__What the exercise asks__:
Please give the data again in full, exactly as it reads.

__Stored entries__:

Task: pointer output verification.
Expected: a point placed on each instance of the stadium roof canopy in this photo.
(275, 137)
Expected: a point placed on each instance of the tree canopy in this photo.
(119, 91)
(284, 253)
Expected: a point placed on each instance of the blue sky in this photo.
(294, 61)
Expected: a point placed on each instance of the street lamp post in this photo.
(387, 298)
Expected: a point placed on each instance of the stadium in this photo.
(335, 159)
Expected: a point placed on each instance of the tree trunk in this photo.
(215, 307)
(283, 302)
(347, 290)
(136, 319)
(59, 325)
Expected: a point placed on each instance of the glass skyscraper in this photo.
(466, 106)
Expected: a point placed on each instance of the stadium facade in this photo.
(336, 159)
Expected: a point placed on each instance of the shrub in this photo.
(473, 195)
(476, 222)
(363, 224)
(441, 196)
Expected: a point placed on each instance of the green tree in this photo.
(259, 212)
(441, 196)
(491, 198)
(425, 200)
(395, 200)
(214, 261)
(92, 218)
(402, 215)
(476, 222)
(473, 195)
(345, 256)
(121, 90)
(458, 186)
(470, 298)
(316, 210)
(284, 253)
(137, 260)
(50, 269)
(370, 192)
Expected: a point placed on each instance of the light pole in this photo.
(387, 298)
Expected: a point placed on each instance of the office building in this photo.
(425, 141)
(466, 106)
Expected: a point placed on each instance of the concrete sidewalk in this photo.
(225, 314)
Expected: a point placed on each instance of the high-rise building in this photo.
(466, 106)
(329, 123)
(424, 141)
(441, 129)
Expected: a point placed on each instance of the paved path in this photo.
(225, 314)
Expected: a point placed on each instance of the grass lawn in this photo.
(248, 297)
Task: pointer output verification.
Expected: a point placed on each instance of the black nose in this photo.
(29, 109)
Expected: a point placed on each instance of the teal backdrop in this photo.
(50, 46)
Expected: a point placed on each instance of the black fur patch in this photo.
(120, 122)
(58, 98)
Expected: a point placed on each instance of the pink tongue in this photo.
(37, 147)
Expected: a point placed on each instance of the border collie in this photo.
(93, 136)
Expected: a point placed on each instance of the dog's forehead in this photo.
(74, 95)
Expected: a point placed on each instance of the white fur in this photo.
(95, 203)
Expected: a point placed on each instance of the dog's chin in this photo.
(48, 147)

__Output for this task__:
Task: pointer output verification.
Expected: a point placed on each instance of the stadium roof canopy in this photo.
(275, 137)
Expected: a point placed on each instance of the tree canopy in this photo.
(119, 91)
(284, 253)
Expected: a point placed on each instance of the blue sky in this photo.
(294, 61)
Expected: a point placed on each instance of the street lamp post in this photo.
(387, 298)
Expected: a point placed on each instance of the stadium in this photo.
(335, 159)
Expected: a point placed on each instance of the tree trunk in this photo.
(215, 307)
(283, 302)
(347, 290)
(136, 319)
(59, 325)
Expected: a point placed on each instance of the glass skyscraper in this photo.
(466, 106)
Expected: a point placed on each instance of the stadium facade in this photo.
(336, 159)
Expected: a point placed on each instance of the shrub in this photo.
(473, 195)
(476, 222)
(363, 224)
(441, 196)
Expected: a point placed on each instance of the green tree in this photo.
(259, 212)
(441, 196)
(491, 198)
(425, 200)
(395, 200)
(214, 261)
(92, 218)
(402, 215)
(476, 222)
(473, 195)
(345, 256)
(121, 90)
(458, 186)
(470, 298)
(316, 210)
(284, 253)
(137, 260)
(50, 269)
(370, 192)
Expected: a point placed on each instance of the light pole in this photo.
(387, 298)
Expected: a point placed on each instance of the office building in this photo.
(425, 141)
(466, 106)
Expected: a point placed on each instance of the concrete sidewalk in this photo.
(225, 314)
Expected: a point placed on each instance of the high-rise building in this photo.
(466, 106)
(329, 123)
(424, 141)
(441, 129)
Expected: a point placed on each instance of the paved path in this photo.
(225, 314)
Expected: a point placed on each instance of the grass lawn in this photo.
(248, 297)
Task: pointer output verification.
Expected: a point placed on each instance of the black nose in this photo.
(29, 109)
Expected: a point placed on each instance of the teal backdrop in this photo.
(50, 46)
Expected: a point placed on each instance of the black fur patch in this photo.
(120, 122)
(58, 98)
Expected: a point placed on each instance of the pink tongue in this photo.
(37, 147)
Expected: a point placed on each instance of the border collie in this photo.
(93, 136)
Expected: a point placed on each instance of the dog's forehead in this photo.
(74, 95)
Expected: a point placed on each instance of the white fur in this photo.
(95, 203)
Expected: a point placed on each instance of the dog's chin in this photo.
(48, 147)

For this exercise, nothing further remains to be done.